▶ What this task involves: From the passage about Jesus's power over life, give back the part that begins at the words "So Jesus is" and stops after "(Matthew 2:11, HCSB)", swapping "wise men" for "magi" wherever it appears.

▶ Supplied text:
Jesus also has power over life. One time, He told His disciples a curious statement:
“Don’t fear those who kill the body but are not able to kill the soul; rather, fear Him who is able to destroy both soul and body in hell.” (Matthew 10:28, HCSB)
““And I say to you, My friends, don’t fear those who kill the body, and after that can do nothing more.” (Luke 12:4, HCSB)
So Jesus is Master over these spheres of influence in our life. When you look at the Christmas story in Matthew, the wise men knew that Jesus was their Master.
“Entering the house, they saw the child with Mary His mother, and falling to their knees, they worshiped Him. Then they opened their treasures and presented Him with gifts: gold, frankincense, and myrrh.” (Matthew 2:11, HCSB)
The wise men were wise in bowing down to this baby. They submitted to Him as their Master and gave Him gifts. How many of us would today submit to Jesus, bow down to Him and think about giving Him gifts? If Jesus is your warrior, your priest, your king, and your master, might you think about Him this Christmas?

▶ Input data:
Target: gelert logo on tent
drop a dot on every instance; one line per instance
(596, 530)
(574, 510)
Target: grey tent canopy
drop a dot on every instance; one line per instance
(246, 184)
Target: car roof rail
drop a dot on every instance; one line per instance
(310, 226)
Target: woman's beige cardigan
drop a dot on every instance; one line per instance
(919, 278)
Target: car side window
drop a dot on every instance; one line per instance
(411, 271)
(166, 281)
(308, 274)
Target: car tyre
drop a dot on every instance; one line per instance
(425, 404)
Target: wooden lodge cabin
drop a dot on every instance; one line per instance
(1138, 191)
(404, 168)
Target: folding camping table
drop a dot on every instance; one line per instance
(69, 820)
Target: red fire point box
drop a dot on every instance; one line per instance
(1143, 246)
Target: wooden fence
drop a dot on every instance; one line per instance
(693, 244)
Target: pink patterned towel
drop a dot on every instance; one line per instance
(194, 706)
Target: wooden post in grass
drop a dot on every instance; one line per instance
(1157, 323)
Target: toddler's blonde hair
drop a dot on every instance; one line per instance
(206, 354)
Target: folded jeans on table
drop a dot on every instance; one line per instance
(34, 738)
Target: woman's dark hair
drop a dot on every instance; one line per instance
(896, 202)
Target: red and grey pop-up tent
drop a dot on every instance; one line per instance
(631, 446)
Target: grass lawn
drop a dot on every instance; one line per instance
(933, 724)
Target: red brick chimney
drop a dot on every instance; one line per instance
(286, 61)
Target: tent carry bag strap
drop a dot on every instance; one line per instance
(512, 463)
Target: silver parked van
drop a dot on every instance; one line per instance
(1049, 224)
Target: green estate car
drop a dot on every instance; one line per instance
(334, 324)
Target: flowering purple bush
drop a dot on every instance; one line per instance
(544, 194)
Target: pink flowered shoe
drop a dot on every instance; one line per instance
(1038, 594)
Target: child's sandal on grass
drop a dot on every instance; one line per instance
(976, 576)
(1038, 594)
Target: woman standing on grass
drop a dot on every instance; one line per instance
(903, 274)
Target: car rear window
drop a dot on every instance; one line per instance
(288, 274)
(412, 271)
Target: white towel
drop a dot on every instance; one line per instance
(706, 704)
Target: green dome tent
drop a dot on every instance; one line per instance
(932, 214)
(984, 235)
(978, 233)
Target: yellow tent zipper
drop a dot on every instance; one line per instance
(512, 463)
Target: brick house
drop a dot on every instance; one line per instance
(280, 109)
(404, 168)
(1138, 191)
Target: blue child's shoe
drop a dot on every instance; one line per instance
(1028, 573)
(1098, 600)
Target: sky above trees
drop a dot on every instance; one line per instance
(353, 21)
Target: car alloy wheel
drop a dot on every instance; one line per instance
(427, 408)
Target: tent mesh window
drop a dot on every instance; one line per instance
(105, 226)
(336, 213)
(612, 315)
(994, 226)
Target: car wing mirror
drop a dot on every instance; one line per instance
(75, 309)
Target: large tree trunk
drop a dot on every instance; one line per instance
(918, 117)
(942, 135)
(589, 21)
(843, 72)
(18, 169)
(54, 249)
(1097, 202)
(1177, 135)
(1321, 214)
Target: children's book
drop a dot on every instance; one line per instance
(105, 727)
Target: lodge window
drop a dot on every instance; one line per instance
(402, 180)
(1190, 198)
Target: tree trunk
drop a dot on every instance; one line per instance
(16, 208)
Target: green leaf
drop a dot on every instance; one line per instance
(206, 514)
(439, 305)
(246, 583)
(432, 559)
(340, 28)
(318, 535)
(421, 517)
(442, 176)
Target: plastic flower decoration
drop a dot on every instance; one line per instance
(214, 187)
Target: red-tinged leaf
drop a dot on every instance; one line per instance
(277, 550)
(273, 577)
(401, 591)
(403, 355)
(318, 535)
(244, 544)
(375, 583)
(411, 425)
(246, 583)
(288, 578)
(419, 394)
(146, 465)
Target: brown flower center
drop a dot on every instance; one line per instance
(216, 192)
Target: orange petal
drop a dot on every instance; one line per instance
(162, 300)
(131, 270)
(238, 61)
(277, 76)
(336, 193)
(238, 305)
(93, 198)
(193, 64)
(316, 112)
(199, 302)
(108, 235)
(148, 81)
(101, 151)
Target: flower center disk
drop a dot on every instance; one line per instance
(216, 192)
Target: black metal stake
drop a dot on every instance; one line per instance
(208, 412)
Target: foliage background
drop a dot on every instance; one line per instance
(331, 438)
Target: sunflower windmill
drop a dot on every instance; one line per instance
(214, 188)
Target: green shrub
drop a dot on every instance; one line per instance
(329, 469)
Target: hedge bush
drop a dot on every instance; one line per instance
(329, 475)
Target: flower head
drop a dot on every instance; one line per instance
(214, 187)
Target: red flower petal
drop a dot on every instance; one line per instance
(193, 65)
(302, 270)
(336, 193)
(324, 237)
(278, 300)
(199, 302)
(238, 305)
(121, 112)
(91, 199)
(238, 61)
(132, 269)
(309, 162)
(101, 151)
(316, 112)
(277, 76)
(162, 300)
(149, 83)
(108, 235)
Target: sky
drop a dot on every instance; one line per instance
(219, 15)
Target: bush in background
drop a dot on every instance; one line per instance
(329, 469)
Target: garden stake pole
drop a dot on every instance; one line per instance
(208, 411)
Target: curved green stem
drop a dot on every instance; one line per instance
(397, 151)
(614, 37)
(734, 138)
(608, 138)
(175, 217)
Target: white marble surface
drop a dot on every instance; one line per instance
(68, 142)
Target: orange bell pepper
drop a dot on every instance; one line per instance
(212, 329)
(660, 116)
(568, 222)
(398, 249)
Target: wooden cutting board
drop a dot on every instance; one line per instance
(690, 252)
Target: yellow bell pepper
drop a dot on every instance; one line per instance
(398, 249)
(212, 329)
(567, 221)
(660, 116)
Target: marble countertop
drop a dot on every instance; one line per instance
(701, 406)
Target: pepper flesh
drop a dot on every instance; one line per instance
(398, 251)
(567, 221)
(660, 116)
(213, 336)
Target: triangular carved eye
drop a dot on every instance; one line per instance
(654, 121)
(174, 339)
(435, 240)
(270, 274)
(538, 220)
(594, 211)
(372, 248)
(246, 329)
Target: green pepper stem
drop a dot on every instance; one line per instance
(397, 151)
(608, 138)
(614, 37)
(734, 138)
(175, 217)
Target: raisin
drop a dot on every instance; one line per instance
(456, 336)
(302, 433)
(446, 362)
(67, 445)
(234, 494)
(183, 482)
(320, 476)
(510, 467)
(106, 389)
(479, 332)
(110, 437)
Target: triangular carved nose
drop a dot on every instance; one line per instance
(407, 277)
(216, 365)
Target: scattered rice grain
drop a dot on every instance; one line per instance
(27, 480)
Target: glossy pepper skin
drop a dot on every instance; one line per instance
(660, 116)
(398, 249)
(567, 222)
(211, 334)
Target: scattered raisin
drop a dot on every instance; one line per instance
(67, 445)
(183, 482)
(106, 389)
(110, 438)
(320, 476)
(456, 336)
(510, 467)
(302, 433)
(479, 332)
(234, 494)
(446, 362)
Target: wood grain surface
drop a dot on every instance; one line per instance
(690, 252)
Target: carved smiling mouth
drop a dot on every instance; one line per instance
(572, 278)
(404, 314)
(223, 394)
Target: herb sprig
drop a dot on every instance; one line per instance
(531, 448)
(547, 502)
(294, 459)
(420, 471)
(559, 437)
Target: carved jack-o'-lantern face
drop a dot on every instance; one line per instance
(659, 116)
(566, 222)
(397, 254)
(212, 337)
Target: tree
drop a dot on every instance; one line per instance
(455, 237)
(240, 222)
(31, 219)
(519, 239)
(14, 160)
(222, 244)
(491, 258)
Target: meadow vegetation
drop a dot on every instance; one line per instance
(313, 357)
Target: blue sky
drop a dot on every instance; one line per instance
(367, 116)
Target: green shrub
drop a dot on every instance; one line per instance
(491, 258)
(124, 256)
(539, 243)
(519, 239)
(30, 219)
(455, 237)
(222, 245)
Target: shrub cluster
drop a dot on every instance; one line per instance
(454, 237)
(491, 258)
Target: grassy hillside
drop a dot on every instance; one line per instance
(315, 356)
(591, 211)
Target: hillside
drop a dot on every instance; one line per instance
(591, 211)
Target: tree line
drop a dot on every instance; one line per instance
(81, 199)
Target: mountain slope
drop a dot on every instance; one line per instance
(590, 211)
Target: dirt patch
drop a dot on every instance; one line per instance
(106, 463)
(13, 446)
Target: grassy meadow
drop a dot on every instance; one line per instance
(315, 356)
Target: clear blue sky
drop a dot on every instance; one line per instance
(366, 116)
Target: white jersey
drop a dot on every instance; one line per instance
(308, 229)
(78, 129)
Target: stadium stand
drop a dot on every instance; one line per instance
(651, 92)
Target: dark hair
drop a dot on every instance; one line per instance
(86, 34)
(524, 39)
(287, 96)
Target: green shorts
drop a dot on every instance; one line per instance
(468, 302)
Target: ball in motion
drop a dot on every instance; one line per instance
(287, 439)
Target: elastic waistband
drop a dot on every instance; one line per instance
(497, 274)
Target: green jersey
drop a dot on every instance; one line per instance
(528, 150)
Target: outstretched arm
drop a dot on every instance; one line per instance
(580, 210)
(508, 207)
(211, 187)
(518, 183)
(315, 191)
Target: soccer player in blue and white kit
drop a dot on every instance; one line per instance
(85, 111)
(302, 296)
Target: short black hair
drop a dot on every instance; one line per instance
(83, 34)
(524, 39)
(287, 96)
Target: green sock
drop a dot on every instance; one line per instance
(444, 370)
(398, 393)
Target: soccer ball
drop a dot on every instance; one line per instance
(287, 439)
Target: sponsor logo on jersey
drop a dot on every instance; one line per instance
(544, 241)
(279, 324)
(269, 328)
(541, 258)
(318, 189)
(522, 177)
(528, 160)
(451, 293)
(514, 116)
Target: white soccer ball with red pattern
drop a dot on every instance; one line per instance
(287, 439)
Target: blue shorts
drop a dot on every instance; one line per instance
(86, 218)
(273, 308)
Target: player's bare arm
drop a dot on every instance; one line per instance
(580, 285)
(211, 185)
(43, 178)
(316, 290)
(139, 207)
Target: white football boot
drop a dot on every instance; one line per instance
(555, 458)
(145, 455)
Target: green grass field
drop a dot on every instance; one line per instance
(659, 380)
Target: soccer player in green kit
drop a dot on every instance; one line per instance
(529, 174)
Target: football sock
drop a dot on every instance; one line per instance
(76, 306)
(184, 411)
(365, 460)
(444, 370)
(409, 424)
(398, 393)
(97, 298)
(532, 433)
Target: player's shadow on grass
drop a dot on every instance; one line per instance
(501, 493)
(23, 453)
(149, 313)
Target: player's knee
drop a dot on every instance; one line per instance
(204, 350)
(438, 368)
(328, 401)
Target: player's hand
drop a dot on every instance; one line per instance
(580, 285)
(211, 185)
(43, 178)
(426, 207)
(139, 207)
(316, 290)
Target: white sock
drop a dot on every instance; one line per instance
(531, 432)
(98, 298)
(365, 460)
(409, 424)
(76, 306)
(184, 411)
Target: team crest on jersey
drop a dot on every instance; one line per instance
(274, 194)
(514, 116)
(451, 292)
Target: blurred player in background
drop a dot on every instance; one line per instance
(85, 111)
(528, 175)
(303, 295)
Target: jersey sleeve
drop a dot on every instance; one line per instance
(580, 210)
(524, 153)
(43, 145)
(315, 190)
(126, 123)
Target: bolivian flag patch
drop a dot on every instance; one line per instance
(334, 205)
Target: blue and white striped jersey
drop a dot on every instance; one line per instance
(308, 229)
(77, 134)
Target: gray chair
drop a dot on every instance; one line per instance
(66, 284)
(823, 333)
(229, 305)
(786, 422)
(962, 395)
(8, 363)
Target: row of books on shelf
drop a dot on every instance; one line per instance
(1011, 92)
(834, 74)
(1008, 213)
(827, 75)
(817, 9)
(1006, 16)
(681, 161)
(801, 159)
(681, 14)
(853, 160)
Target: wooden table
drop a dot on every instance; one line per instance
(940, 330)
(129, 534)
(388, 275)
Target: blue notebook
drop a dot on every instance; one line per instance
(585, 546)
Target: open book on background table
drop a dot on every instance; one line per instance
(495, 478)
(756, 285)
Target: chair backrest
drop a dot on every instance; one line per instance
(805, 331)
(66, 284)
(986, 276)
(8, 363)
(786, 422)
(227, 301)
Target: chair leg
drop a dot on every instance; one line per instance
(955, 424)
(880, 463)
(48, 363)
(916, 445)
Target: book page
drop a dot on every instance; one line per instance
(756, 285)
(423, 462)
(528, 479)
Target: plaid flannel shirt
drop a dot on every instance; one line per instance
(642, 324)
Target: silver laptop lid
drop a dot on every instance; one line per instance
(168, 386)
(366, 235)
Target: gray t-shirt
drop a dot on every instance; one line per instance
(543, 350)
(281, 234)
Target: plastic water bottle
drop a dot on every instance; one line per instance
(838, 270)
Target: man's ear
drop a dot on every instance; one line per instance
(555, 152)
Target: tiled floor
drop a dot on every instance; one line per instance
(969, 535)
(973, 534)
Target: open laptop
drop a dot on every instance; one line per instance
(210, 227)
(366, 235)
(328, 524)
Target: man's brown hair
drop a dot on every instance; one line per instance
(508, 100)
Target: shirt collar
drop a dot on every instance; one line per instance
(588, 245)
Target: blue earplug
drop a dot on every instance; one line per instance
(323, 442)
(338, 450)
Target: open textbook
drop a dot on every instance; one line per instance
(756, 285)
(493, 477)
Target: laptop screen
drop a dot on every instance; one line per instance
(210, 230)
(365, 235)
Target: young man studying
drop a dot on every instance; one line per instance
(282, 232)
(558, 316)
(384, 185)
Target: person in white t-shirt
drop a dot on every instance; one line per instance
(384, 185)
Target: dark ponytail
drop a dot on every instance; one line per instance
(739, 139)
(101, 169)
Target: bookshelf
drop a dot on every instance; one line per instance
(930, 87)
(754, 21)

▶ Reply:
So Jesus is Master over these spheres of influence in our life. When you look at the Christmas story in Matthew, the magi knew that Jesus was their Master.
“Entering the house, they saw the child with Mary His mother, and falling to their knees, they worshiped Him. Then they opened their treasures and presented Him with gifts: gold, frankincense, and myrrh.” (Matthew 2:11, HCSB)